Action item A =
Decide whether each statement agrees with the RESCRIPt thread. Answer yes or no for each, and quote the words of the thread that decide it.
(i) The poster imported nifH nucleotide data from NCBI.
(ii) Replacing 'silva' with 'ncbi' in --p-rank-handles ran without errors.
(iii) The rank handles can be turned off.
Action item B =
Write out, word for word, the part of the RESCRIPt thread from "I tried to dereplicate" up to and including "setting in NCBI?".

Source extract =

◆ ◆ ◆ ◆ ◆ ◆ ◆

RESCRIPt question: Can you/should you dereplicate NCBI data?


I have used the RESCRIPt plugin to import nifH nucleotide data from NCBI to create a classifier for this gene, and am attempting to quality-filter the data so that it's more accurate when run against my representative sequences.

For the Silva tutorial, I noticed that there is a dereplicate option before and after making an amplicon-specific classifier, using specific commands such as:

--p-rank-handles 'silva' \
--p-mode 'uniq' \

I tried to dereplicate my data, keeping the --p-mode function the same but switching out the 'silva' for 'ncbi' in --p-rank-handles, but both commands caused errors, so I'm assuming these commands are specific to Silva, Greengenes, etc. If so, why don't we need to dereplicate with these setting in NCBI?

I also noticed that this command:

--p-perc-identity 97

Also doesn't work when I try to dereplicate. Why is this not necessary/used with NCBI data?

Just trying to understand the ins-and-outs of this stuff for my own sanity. Any clarification would be deeply appreciated. Thank you!!!

What are the errors?

The --p-rank-handles simply sets the expected default prefix style, you can checkout the code here:

rank_handles = {
'silva': [' d
_', ' p__', ' c__', ' o__', ' f__', ' g__', ' s__'],
'greengenes': ['k__', 'p__', 'c__', 'o__', 'f__', 'g__', 's__'],
'gtdb': ['k__', 'p__', 'c__', 'o__', 'f__', 'g__', 's__'],
'disable': None,

You can, of course, disable these using --p-rank-handles 'disable'.

◆ ◆ ◆ ◆ ◆ ◆ ◆

Supplied information =
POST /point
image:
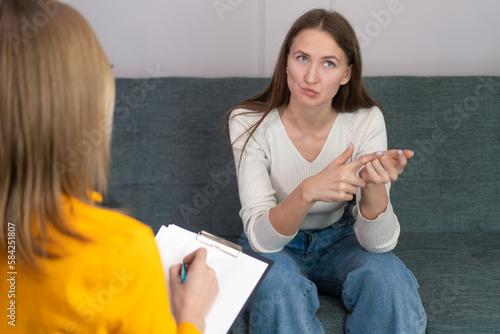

◆ ◆ ◆ ◆ ◆ ◆ ◆

Expected answer A =
(i) Yes: "I have used the RESCRIPt plugin to import nifH nucleotide data from NCBI"
(ii) No: "but both commands caused errors"
(iii) Yes: "You can, of course, disable these using --p-rank-handles 'disable'."

Expected answer B =
I tried to dereplicate my data, keeping the --p-mode function the same but switching out the 'silva' for 'ncbi' in --p-rank-handles, but both commands caused errors, so I'm assuming these commands are specific to Silva, Greengenes, etc. If so, why don't we need to dereplicate with these setting in NCBI?